--- Passage for review ---
▽

This blog is about one of my most dearest friends...my sister.
This is a relationship that I cherish with all my heart and yet it is one that I never thought would be. Of course as children we were very close. We shared toys, a room, and clothes AND we fought over toys, our room, and clothes. ;-) When I was a teenager she used to tag along on my dates. I would "style" her as if she was my doll. And I genuinely loved her...she was my baby sister. But as I left the nest and flew off to California to start my new life with my husband...her life started to spiral out of control. Not long after settling into our 1st apartment I received a shocking phone call from my mother...my baby sister had not only got caught sneaking out of the house she went to a party and was discovered unconscious with alcohol poisoning. She had to have her stomach pumped and then was later sentenced with community service for underage drinking...I prayed she would get back on track after all of this. But sadly she did not. It was just the beginning of a life that went spiraling out of control with the outcome looking very bleak. I was worried, I was sad, and then I was mad. I reached out...and I begged...but yet she clinged to this life of pain. My heart broke for her. Our relationship came to an end after trying for the "last time" to help her. I was pregnant with Kambry and she moved in with us and was trying to attend college. But after only a few months the realization of her troubling issues soon came to light and I knew that "I" could not save her. She left and so did any hope of ever having my "sister" again. I feared that my next phone call I would receive about her would be about her funeral.

△

--- Tasks to carry out ---
#1 In the blog post about the writer's sister, list the things the two sisters shared as children.
#2 Continue the blog post about the writer's sister, picking up after its last sentence.
The records that come next are separate material and aren't part of the blog post.

(Source records)
▽

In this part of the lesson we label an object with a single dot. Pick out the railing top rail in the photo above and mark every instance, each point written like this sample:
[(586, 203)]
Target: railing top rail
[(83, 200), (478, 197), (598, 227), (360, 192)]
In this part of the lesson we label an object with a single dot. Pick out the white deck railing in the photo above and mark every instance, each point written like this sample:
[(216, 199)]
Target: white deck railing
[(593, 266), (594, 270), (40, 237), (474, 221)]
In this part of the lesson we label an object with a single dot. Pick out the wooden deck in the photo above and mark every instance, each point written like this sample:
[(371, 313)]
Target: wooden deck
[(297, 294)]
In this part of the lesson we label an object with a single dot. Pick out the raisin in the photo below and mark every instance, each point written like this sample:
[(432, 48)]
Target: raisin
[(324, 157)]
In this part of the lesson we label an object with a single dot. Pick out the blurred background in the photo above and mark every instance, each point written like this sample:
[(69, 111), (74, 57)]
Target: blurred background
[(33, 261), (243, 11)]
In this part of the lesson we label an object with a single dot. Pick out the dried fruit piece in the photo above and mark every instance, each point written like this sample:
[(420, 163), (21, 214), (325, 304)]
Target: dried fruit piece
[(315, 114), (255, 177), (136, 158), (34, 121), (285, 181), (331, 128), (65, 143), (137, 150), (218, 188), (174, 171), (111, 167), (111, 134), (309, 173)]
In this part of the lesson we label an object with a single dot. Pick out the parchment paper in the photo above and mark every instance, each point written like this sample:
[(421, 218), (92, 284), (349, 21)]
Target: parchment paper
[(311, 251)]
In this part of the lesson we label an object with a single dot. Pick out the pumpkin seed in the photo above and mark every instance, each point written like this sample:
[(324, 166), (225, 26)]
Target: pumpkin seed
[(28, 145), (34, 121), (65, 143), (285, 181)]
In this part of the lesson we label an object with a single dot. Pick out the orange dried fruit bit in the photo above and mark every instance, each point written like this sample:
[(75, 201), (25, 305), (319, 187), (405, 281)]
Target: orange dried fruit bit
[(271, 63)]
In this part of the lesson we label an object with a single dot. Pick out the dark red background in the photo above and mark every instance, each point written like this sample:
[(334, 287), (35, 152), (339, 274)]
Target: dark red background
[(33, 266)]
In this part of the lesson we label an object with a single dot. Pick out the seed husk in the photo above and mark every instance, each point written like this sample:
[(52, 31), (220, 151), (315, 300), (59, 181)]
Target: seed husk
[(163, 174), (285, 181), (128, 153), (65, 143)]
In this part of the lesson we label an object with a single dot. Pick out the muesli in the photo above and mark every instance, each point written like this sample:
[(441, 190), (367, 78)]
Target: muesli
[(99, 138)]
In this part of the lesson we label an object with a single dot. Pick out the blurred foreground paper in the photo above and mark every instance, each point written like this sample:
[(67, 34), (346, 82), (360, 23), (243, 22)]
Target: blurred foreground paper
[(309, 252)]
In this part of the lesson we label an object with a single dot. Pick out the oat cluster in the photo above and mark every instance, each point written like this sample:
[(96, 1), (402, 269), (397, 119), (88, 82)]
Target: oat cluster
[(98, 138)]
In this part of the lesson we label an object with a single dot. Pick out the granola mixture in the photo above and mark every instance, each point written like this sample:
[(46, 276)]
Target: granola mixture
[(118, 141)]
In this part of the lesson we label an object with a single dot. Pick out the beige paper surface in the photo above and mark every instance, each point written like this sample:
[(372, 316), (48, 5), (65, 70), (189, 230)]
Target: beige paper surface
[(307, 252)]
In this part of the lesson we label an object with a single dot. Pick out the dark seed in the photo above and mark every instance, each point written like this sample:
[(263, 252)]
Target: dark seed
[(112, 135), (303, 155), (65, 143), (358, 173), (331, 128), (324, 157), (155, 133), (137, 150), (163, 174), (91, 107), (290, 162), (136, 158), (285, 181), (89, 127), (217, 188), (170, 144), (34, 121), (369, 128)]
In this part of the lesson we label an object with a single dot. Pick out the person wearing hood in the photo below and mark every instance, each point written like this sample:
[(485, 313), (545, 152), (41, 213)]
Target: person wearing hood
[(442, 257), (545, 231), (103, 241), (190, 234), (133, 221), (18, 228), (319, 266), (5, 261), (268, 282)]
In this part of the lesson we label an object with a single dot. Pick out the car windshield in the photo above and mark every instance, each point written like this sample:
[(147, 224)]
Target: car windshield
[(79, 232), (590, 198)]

△

--- List of answers ---
#1 toys, a room, clothes

#2
Not long after this I receive word that she is pregnant. And needless to say "anger" didn't even begin to describe what I was feeling. I struggled for so long to get pregnant and here this girl who could care less about herself let alone a baby gets pregnant?! And then God stepped in and changed everything. My mother who was the one trying to keep us all together got sick. And my sister pregnant and struggling to get her life together needed me...and my heart missed her so much and ached for all the pain she had been through and now to be pregnant and watching our mother die...I had to step in and help. God allowed me to open my heart back up and because of that I was able to hold her hand through her labor...it was just the two of us at the hospital and it just happen to be one of the most memorable times of my life. I was the 1st to hold my precious niece...how great is God to allow all of this to happen in a time of such grief. We continued to cling to each other over the next few months. As I stepped in to help her with her new little one and spending time taking Mom to the city for treatments. It was a sad time but we were able to pick each other up when it was getting too rough to bare...whether that be blasting the radio and singing in the car or just crying it out with each other.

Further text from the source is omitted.